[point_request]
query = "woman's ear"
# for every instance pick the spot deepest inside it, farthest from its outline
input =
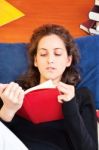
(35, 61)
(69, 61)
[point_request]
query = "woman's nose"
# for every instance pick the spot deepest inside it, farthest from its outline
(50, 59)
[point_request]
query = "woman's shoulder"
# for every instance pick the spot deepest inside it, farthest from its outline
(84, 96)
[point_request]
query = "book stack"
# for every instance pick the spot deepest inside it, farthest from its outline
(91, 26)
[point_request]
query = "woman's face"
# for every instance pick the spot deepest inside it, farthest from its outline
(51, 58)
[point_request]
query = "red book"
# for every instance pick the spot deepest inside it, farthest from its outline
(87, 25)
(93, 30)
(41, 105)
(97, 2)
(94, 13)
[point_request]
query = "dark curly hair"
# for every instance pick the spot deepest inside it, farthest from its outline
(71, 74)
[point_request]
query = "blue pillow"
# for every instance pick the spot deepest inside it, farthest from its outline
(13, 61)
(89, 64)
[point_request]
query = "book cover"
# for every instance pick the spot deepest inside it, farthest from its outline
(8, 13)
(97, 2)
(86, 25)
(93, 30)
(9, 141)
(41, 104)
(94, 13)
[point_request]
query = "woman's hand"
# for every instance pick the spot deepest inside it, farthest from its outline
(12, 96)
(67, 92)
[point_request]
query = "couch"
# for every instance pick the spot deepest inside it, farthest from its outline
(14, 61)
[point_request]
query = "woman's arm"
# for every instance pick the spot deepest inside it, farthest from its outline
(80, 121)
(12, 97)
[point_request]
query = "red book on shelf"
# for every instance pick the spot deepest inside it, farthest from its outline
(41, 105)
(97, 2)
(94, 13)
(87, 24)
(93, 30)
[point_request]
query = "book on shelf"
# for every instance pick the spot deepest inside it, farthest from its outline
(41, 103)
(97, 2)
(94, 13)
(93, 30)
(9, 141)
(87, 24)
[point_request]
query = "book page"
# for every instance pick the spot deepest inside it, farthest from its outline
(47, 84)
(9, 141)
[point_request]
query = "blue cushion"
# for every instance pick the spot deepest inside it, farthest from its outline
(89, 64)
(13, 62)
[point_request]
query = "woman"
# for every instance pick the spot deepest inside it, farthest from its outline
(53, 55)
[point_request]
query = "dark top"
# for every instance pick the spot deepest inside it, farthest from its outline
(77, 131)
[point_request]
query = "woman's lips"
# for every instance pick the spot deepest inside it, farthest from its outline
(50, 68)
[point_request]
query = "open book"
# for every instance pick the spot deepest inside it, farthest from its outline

::::

> [Exercise brief]
A word-for-word transcript of the entries above is needed, with pictures removed.

> [Answer area]
[point_request]
query = "woman's ear"
# for every instance pick the spot deepest inside it, farthest from its outline
input =
(35, 61)
(69, 61)
[point_request]
query = "woman's nose"
# for every instance pick the spot deepest inside it, farthest from its outline
(50, 59)
[point_request]
query = "woman's shoulder"
# for every instance pick the spot deepest inside it, farthest from its outline
(84, 96)
[point_request]
query = "book stack"
# for every instance pick the spot deepest inside it, farthest from its outline
(91, 26)
[point_request]
query = "woman's face"
# for every instance pick the spot deepest inside it, farthest from its outline
(51, 58)
[point_request]
query = "red book"
# for every instance pick the spot deepest inside it, farthest from its outline
(87, 25)
(93, 30)
(41, 105)
(97, 2)
(94, 13)
[point_request]
query = "dark curly hair"
# for every instance pick the spot deepest inside it, farthest from its outline
(71, 74)
[point_request]
query = "blue pillow"
# for every instance pick the spot deepest inside it, farthest from its outline
(13, 61)
(89, 64)
[point_request]
query = "book cover"
# for every instance pick the spot deepest inside it, farthest from its outline
(8, 13)
(97, 2)
(86, 25)
(93, 30)
(9, 141)
(41, 104)
(94, 13)
[point_request]
query = "woman's hand"
# for every instance pick the spot deepest inside it, farthest from its outline
(12, 96)
(67, 92)
[point_request]
query = "couch"
# for every instance pick the spot deepest inside it, farthest from its outline
(14, 61)
[point_request]
query = "woman's arm"
# for every instance pick the spot deepest inside it, farthest from its outline
(80, 121)
(12, 97)
[point_request]
query = "red book on shelf"
# for every instance pick the spot deepest inside it, farthest from its outline
(41, 105)
(97, 2)
(94, 13)
(87, 24)
(93, 30)
[point_request]
query = "book on shelf"
# for every instance pick the spot deepest inside it, farthest from its outline
(41, 103)
(97, 2)
(94, 13)
(93, 30)
(9, 141)
(87, 24)
[point_request]
query = "book page"
# for every instance pick the spot deepest inside it, farthest from its outline
(47, 84)
(9, 141)
[point_request]
query = "blue cushion"
# for every instance pick the spot deepest inside it, farthest from its outline
(89, 64)
(13, 62)
[point_request]
query = "woman"
# for every instance pick the spot deepest inside it, farthest from its outline
(53, 55)
[point_request]
query = "dark top"
# for every instance pick the spot deepest inside it, farthest from its outline
(77, 131)
[point_request]
query = "woman's lips"
# for every instance pick the spot deepest inside it, farthest from its outline
(50, 68)
[point_request]
query = "open book"
# for every instance pick the spot deepest inside it, farthest from its outline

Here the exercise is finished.